• _ABOUT THIS TASK_: The entries below should be transcribed in their entirety, exactly as written.
::: DATA FOR THIS TASK
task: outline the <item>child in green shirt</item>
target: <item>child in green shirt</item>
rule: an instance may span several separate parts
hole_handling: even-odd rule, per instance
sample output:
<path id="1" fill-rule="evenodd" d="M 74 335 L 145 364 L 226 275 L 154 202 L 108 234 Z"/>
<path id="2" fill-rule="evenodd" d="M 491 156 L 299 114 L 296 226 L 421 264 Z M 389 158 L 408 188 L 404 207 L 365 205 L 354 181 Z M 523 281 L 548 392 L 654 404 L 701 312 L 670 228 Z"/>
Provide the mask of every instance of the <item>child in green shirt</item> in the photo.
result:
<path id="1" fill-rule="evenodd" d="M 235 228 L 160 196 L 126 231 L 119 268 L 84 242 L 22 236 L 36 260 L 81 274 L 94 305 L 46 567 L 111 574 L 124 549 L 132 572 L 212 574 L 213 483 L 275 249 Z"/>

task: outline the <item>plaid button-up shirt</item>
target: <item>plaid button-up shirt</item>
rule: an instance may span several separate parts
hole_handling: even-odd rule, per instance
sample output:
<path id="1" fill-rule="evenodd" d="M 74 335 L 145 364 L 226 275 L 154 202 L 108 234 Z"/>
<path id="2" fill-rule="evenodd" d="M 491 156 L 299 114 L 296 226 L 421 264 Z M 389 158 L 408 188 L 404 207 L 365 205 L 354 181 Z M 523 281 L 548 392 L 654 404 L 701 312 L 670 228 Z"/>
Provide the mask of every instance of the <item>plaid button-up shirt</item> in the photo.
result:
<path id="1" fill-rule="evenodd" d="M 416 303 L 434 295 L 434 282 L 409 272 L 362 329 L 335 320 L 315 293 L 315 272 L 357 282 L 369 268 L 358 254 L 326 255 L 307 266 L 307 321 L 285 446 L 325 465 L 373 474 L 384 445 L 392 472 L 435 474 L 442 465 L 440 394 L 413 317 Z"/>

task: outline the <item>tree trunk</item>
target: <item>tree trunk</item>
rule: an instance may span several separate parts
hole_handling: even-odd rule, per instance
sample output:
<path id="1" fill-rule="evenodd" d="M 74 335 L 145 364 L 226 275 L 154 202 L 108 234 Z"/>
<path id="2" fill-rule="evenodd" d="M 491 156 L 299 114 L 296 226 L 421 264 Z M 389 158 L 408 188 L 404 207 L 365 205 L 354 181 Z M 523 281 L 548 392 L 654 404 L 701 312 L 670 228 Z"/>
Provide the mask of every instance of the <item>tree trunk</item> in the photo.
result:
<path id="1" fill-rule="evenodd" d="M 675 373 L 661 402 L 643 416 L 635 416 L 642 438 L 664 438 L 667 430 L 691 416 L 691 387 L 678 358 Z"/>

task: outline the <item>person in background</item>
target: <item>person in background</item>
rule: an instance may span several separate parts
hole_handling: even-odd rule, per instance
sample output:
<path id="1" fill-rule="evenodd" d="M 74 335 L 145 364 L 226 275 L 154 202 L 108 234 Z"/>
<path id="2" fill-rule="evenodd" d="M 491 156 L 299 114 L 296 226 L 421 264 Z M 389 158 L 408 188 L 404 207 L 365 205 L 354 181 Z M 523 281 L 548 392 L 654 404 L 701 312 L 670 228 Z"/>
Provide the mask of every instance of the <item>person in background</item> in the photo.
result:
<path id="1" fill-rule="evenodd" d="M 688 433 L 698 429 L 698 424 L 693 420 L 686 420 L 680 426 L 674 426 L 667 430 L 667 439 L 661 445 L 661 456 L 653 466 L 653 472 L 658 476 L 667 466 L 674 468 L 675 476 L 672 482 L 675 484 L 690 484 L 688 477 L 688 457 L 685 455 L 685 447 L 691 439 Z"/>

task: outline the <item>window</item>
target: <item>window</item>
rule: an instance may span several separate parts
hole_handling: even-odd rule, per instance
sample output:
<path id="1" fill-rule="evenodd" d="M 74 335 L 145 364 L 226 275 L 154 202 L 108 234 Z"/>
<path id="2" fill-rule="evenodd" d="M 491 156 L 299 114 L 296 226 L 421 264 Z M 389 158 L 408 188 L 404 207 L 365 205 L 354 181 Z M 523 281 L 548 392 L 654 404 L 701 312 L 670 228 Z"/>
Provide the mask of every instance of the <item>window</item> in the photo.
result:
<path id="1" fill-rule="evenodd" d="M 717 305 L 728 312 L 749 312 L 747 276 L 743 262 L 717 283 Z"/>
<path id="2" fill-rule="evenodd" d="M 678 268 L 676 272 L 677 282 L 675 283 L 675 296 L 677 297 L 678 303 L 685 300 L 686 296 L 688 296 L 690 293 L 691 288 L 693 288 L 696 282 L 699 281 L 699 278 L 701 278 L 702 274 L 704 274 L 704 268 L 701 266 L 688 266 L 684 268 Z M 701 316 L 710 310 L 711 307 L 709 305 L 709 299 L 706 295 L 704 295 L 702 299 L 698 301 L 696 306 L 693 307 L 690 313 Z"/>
::::::
• _REPLY_:
task: outline the <item>child in green shirt</item>
target: <item>child in green shirt</item>
rule: an instance may span several separate parts
hole_handling: even-odd rule, per instance
sample output:
<path id="1" fill-rule="evenodd" d="M 74 335 L 145 364 L 226 275 L 154 202 L 108 234 Z"/>
<path id="2" fill-rule="evenodd" d="M 491 156 L 299 114 L 296 226 L 421 264 Z M 389 158 L 408 188 L 404 207 L 365 205 L 354 181 Z M 523 281 L 548 392 L 654 404 L 701 312 L 670 228 Z"/>
Provide the mask of every instance of the <item>child in green shirt</item> in the photo.
result:
<path id="1" fill-rule="evenodd" d="M 235 228 L 160 196 L 126 231 L 119 268 L 84 242 L 22 236 L 36 260 L 81 274 L 94 305 L 46 567 L 111 574 L 124 549 L 132 572 L 212 574 L 213 483 L 275 249 Z"/>

task: outline the <item>plaid button-up shirt</item>
target: <item>plaid button-up shirt</item>
rule: an instance may span several separate parts
hole_handling: even-odd rule, per instance
sample output:
<path id="1" fill-rule="evenodd" d="M 74 335 L 145 364 L 226 275 L 154 202 L 108 234 Z"/>
<path id="2" fill-rule="evenodd" d="M 491 156 L 299 114 L 296 226 L 421 264 Z M 389 158 L 408 188 L 404 207 L 365 205 L 354 181 Z M 523 281 L 548 392 L 654 404 L 701 312 L 670 228 Z"/>
Provide the mask of every instance of the <item>plaid button-up shirt</item> in the photo.
result:
<path id="1" fill-rule="evenodd" d="M 416 303 L 434 295 L 434 282 L 409 272 L 362 329 L 335 320 L 315 293 L 315 272 L 357 282 L 369 268 L 358 254 L 326 255 L 307 266 L 307 321 L 285 446 L 325 465 L 373 474 L 384 445 L 392 472 L 435 474 L 442 465 L 440 394 L 413 317 Z"/>

task: outline the <item>tree trunk</item>
target: <item>tree trunk</item>
rule: an instance may span several separate parts
hole_handling: even-odd rule, per instance
sample output:
<path id="1" fill-rule="evenodd" d="M 74 335 L 145 364 L 226 275 L 154 202 L 108 234 Z"/>
<path id="2" fill-rule="evenodd" d="M 491 156 L 299 114 L 296 226 L 421 264 Z M 389 158 L 408 188 L 404 207 L 365 205 L 354 181 Z M 523 281 L 548 392 L 654 404 L 701 312 L 670 228 Z"/>
Provide the mask of every instance of the <item>tree trunk</item> in the photo.
result:
<path id="1" fill-rule="evenodd" d="M 675 373 L 661 402 L 643 416 L 635 416 L 642 438 L 664 438 L 667 430 L 691 416 L 691 387 L 678 358 Z"/>

task: outline the <item>person in background</item>
target: <item>person in background</item>
rule: an instance may span several separate parts
hole_handling: even-odd rule, per instance
sample output:
<path id="1" fill-rule="evenodd" d="M 74 335 L 145 364 L 226 275 L 154 202 L 108 234 Z"/>
<path id="2" fill-rule="evenodd" d="M 491 156 L 299 114 L 296 226 L 421 264 Z M 389 158 L 408 188 L 404 207 L 365 205 L 354 181 Z M 523 281 L 548 392 L 654 404 L 701 312 L 670 228 Z"/>
Provide the mask of every instance of the <item>person in background</item> in the photo.
result:
<path id="1" fill-rule="evenodd" d="M 688 433 L 698 429 L 698 424 L 693 420 L 686 420 L 680 426 L 674 426 L 667 430 L 667 439 L 661 445 L 661 456 L 653 466 L 653 472 L 658 476 L 667 466 L 674 468 L 675 476 L 672 482 L 675 484 L 690 484 L 688 477 L 688 457 L 685 455 L 685 447 L 691 439 Z"/>

task: outline the <item>window</item>
target: <item>window</item>
rule: an instance may span several separate parts
hole_handling: even-odd rule, per instance
sample output:
<path id="1" fill-rule="evenodd" d="M 74 335 L 145 364 L 226 275 L 154 202 L 108 234 Z"/>
<path id="2" fill-rule="evenodd" d="M 491 156 L 299 114 L 296 226 L 421 264 Z M 389 158 L 408 188 L 404 207 L 365 205 L 354 181 Z M 523 281 L 548 392 L 654 404 L 701 312 L 670 228 Z"/>
Provide the mask of every instance of the <item>window</item> in the photo.
result:
<path id="1" fill-rule="evenodd" d="M 717 305 L 728 312 L 749 312 L 747 276 L 743 262 L 717 283 Z"/>
<path id="2" fill-rule="evenodd" d="M 678 268 L 676 272 L 677 282 L 675 283 L 675 296 L 677 297 L 678 303 L 685 300 L 686 296 L 688 296 L 690 293 L 691 288 L 693 288 L 696 282 L 699 281 L 699 278 L 701 278 L 702 274 L 704 274 L 704 268 L 701 266 L 688 266 L 684 268 Z M 701 316 L 710 310 L 711 307 L 709 305 L 709 299 L 706 295 L 704 295 L 702 299 L 698 301 L 696 306 L 693 307 L 690 313 Z"/>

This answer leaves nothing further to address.